● **Directive**:
Reproduce the data below line for line, with no changes.
* begin Record set *
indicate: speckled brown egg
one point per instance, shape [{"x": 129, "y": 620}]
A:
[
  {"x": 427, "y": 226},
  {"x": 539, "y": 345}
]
* end Record set *
● **Solution to this exercise**:
indicate: speckled brown egg
one point per instance, shape [{"x": 129, "y": 620}]
A:
[
  {"x": 427, "y": 226},
  {"x": 539, "y": 345}
]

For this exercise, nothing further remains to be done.